- **Text segment**
• • • •

- Directed by: James Kirkwood
- Written by: Bennett Musson
- Based on: story by Paul Armstrong
- Produced by: Frank A. Keeney
- Starring: Catherine Calvert
- Edited by: Bennett Musson
- Distributed by: States Rights
- Release date: June 1918;
- Running time: 5 reels
- Country: USA
- Languages: Silent, English titles

= The Uphill Path =

1918 film

The Uphill Path is a 1918 silent film drama directed by James Kirkwood and starring Catherine Calvert.

The film was shot at the old Biograph Studios. The working title for this film was The Girl with a Past.

The creator of the story, Paul Armstrong, had been married to Catherine Calvert. Armstrong died in 1915.

==Cast==
- Catherine Calvert as Ruth Travers
- Guy Coombs as Daniel Clarkson
- Dudley Ayers as Chadwick Blake
- Frank Beamish as Howard Mason
- Charles Craig as Gilbert Hilton
- Russell Simpson as James Lawton
- Dorothy Dunn as Cecily Lawton
- Winona Bridges as Mrs. Clarkson
- Gene Lenot as Mrs. Blake

==Preservation status==
- A print is preserved in the Library of Congress Packard Campus for Audio-Visual Conservation collection.

• • • •

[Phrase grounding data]
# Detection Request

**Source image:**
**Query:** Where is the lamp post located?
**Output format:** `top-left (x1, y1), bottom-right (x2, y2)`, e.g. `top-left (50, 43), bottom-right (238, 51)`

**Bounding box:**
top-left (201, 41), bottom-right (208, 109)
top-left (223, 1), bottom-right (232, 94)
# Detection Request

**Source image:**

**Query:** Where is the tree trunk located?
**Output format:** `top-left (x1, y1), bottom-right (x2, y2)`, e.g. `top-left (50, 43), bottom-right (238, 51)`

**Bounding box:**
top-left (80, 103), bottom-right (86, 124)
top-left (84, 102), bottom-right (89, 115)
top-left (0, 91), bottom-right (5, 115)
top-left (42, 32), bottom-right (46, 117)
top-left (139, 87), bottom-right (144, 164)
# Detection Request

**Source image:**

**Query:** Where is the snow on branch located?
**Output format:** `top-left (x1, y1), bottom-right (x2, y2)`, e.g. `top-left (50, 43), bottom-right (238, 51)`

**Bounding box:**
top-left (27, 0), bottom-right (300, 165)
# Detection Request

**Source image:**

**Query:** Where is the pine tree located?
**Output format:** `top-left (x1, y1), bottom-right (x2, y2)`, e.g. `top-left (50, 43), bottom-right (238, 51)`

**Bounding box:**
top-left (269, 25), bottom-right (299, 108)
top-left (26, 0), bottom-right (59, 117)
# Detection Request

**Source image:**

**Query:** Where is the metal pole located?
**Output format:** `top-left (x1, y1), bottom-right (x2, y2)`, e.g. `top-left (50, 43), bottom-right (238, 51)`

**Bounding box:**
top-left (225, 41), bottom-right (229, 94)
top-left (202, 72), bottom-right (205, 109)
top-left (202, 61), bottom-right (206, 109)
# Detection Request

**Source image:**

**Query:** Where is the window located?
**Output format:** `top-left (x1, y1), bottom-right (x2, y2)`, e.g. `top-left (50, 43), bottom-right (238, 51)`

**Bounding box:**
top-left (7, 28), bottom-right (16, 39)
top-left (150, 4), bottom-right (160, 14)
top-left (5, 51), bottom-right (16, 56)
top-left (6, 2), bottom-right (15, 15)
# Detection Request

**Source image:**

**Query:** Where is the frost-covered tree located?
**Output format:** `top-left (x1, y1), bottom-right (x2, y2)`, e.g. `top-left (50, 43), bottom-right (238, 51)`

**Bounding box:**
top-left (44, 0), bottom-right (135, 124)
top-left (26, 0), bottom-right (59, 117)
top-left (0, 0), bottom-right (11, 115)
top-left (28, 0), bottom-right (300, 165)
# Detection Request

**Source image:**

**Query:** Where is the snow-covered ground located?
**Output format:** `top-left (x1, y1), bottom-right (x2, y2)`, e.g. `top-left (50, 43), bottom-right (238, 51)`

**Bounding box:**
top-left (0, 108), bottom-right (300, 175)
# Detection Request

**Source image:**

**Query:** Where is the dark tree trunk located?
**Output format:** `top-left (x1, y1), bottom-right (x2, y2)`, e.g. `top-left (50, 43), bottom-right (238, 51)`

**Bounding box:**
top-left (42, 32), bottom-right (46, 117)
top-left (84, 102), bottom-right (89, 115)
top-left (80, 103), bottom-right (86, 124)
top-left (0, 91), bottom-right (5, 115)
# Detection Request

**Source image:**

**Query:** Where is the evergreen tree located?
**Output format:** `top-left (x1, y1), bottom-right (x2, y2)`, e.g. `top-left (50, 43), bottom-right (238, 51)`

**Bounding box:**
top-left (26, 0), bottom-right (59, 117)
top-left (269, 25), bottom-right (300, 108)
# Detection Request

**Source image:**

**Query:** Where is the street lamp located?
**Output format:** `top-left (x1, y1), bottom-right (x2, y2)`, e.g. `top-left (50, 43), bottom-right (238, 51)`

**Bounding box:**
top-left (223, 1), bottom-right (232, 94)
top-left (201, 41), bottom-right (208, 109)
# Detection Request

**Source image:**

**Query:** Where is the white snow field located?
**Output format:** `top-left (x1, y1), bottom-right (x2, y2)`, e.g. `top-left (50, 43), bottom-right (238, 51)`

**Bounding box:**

• • • •

- **Exercise requirements**
• A. Copy the film article from "The film was" up to and including "died in 1915.".
• B. Using the film article, explain in one to three sentences how Paul Armstrong is connected to the film and to its star.
The material comes from a separate source.

- **Task-by-task outputs**
• A.
The film was shot at the old Biograph Studios. The working title for this film was The Girl with a Past.

The creator of the story, Paul Armstrong, had been married to Catherine Calvert. Armstrong died in 1915.

• B. Paul Armstrong created the story on which the film is based. He had been married to Catherine Calvert, who stars in the film, and he died in 1915.